*Your objective*
Your answer must be an exact copy of every record below.

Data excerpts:

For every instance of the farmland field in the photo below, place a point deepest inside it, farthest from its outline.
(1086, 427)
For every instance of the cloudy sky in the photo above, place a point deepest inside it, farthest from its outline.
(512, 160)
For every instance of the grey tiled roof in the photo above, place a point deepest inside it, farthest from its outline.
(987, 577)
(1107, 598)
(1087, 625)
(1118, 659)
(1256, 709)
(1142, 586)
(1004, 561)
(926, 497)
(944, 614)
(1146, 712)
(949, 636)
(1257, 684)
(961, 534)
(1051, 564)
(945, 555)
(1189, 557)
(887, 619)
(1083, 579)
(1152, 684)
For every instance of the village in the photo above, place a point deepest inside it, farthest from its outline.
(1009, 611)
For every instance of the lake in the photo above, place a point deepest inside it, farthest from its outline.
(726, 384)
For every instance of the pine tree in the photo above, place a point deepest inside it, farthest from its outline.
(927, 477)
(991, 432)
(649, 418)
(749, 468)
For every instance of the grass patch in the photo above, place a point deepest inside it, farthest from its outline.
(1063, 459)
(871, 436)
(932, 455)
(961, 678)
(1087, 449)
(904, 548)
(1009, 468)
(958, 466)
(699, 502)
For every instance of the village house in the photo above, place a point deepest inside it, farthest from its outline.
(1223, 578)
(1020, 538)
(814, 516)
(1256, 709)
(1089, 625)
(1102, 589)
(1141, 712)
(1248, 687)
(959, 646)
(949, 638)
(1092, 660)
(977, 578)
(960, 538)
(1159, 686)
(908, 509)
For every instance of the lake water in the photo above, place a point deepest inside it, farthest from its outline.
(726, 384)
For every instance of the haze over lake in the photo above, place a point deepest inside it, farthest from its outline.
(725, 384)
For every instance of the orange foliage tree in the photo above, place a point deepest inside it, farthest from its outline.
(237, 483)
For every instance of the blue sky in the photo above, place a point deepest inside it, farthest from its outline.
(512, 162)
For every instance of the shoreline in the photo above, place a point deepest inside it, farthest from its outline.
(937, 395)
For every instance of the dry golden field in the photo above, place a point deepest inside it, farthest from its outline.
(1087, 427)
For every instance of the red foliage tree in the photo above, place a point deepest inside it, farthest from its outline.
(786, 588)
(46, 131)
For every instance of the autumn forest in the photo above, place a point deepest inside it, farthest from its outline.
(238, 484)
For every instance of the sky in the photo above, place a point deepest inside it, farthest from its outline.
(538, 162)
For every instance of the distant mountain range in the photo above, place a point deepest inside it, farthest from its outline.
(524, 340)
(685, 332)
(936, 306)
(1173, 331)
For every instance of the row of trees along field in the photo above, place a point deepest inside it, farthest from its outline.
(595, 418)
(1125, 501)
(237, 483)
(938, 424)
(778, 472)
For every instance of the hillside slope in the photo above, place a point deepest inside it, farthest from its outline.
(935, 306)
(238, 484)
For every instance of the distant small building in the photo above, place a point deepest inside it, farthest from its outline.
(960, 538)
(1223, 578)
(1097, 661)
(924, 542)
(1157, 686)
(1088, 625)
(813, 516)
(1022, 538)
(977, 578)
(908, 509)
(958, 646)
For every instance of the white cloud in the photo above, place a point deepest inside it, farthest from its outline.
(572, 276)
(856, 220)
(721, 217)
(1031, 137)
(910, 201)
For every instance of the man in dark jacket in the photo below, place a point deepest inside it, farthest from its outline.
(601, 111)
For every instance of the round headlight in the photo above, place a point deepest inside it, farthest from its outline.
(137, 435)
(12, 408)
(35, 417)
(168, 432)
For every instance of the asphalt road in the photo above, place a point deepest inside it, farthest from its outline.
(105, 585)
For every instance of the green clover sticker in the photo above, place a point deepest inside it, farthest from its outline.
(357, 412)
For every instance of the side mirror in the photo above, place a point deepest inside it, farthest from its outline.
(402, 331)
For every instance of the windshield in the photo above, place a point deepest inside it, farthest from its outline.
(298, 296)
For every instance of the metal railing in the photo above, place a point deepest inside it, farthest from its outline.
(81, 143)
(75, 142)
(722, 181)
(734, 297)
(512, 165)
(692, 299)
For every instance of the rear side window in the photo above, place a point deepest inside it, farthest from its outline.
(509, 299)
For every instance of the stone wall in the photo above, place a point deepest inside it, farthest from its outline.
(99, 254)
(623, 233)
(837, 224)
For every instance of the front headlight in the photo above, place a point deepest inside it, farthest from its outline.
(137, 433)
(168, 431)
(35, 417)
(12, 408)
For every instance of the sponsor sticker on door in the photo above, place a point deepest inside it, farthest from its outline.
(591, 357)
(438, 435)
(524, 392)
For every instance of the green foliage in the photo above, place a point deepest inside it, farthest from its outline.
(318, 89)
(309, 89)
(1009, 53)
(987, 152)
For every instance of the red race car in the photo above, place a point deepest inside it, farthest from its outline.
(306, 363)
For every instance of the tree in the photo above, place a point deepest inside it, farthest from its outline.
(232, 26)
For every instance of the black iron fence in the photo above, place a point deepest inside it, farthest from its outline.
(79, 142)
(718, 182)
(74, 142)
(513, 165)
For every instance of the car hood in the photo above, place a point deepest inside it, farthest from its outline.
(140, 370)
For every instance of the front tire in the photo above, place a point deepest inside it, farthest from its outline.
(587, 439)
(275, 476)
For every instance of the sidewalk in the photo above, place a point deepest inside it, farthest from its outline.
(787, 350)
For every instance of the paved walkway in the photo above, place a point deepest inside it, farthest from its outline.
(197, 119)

*Answer space*
For every instance of the farmland field in the photo below, place a point deepest inside it, farthest from its outline.
(1086, 427)
For every instance of the cloudy sky in the photo above, place a point deepest inside it, farthest from its outline.
(512, 160)
For every instance of the grey tiled roof in the photo above, place a point deepest inside it, farthest from its outline.
(987, 577)
(1107, 598)
(1087, 625)
(1118, 659)
(1256, 709)
(1142, 586)
(1004, 561)
(926, 497)
(944, 614)
(1146, 712)
(949, 636)
(1257, 684)
(961, 534)
(1051, 564)
(945, 555)
(1189, 557)
(887, 619)
(1083, 579)
(1152, 684)
For every instance of the village in the photo above, place a point deepest inside it, farthest from its outline.
(1009, 611)
For every instance of the lake in the photo above, place a point deepest inside it, farthest from its outline.
(726, 384)
For every instance of the pine tree in the photo above, place a point deepest inside it, farthest from its outline.
(927, 477)
(991, 432)
(649, 418)
(749, 468)
For every instance of the grass patch in the photo above, place a point deepest inside it, farthest from its outline.
(1063, 459)
(871, 436)
(932, 455)
(961, 678)
(1087, 449)
(904, 548)
(1009, 468)
(958, 466)
(699, 502)
For every instance of the village house in the photo above, place a point deepest inside it, farthest from its outline.
(1223, 578)
(1020, 538)
(814, 516)
(1256, 709)
(1089, 625)
(1102, 589)
(1141, 712)
(1248, 687)
(959, 646)
(949, 638)
(1092, 660)
(977, 578)
(960, 538)
(1159, 686)
(908, 509)
For every instance of the lake water in the photo above, place a point deepest inside it, farthest from its outline.
(726, 384)
For every instance of the haze over lake in the photo above, place a point deepest inside it, farthest from its outline.
(725, 384)
For every instance of the orange foliage tree in the photo above, place a point deepest inside it, farthest from its outline.
(237, 483)
For every instance of the blue sky in the photo above, place a point deepest inside it, farthest from its outline.
(512, 162)
For every instance of the shoreline in the photo above, place a point deepest inside it, farthest from its outline.
(937, 395)
For every instance of the dry golden field in the photo above, place a point deepest inside it, farthest from its outline.
(1087, 427)
For every instance of the red foliage tree in the photo above, place a point deepest inside it, farthest from its outline.
(786, 588)
(46, 131)
For every instance of the autumn forest in the photo above, place a point deepest inside it, farthest from its outline.
(238, 484)
For every instance of the sky in the photo above, place a point deepest inside it, farthest from its outline.
(538, 162)
For every instance of the distant mountain range in the photo above, place a point deepest inside it, farthest from its outline.
(524, 340)
(685, 332)
(936, 306)
(1173, 331)
For every instance of the row of trees along field in the photo above, place a point deepest inside it, farthest from its outline.
(595, 418)
(1125, 501)
(237, 483)
(938, 424)
(778, 472)
For every instance of the hillside slope in the photo above, place a point deepest inside it, farthest from its outline.
(935, 306)
(238, 484)
For every instance of the distant small building in the photo above, place a point deepest inside it, farthest from its outline.
(960, 538)
(1223, 578)
(1097, 661)
(924, 542)
(1157, 686)
(1088, 625)
(813, 516)
(1022, 538)
(977, 578)
(908, 509)
(958, 646)
For every instance of the white cloud in the photo above, place a point deepest inside it, farthest from its outline.
(572, 276)
(856, 220)
(721, 217)
(1031, 137)
(910, 201)
For every instance of the man in dark jacket in the photo below, place a point deepest inside it, farthest from its outline.
(601, 111)
For every instance of the round headlight in the photo above, place a point deepest inside it, farthest from its outline.
(137, 435)
(12, 408)
(35, 417)
(168, 432)
For every instance of the asphalt road in the photo above, place a point deepest inside it, farthest from its outline.
(105, 585)
For every instance of the green clover sticker in the photo above, place a point deepest inside it, farthest from its outline.
(357, 412)
For every instance of the side mirror in the photo above, place a point deepest inside it, farthest from its outline.
(402, 331)
For every instance of the windshield in the photo above, place a point deepest inside it, farthest from its outline.
(298, 296)
For every instance of the metal railing in the photo above, place a point deepest inside it, farthest from its outline.
(81, 143)
(75, 142)
(722, 181)
(734, 297)
(512, 165)
(692, 299)
For every instance of the rear side window in the photo above, place a point deepest inside it, farthest from its outline.
(509, 299)
For every instance of the stone wall in the photo above, place a point deepest inside it, farthest from its outline.
(99, 254)
(623, 233)
(837, 224)
For every instance of the front headlight in the photo above, place a point deepest inside it, farthest from its outline.
(137, 433)
(168, 431)
(35, 417)
(12, 408)
For every instance of the sponsor sticker on door in the photo above, place a point deepest inside it, farthest from its outline.
(591, 357)
(438, 435)
(524, 392)
For every instance of the green foliage in the photo above, place a point deepest inside it, farthest from its outline.
(318, 89)
(309, 89)
(1009, 53)
(987, 152)
For every instance of the red race car in the photo above, place a point deepest inside it, farthest from its outline.
(306, 363)
For every instance of the tree in the photo above, place a point deepest inside it, farthest from its outline.
(232, 26)
For every instance of the black iron fence in the photo above, place a point deepest inside it, farthest from its outline.
(79, 142)
(718, 182)
(74, 142)
(513, 165)
For every instance of the car hood in the photo above, place a point deepest inside it, farthest from its outline.
(140, 370)
For every instance of the front tire in the photo above, place a point deepest inside it, farthest from its outline.
(587, 439)
(275, 476)
For every instance of the sidewalk in the photo above, place a point deepest inside it, farthest from its outline.
(787, 350)
For every instance of the paved walkway in the photo above, place a point deepest inside it, farthest from its outline.
(197, 119)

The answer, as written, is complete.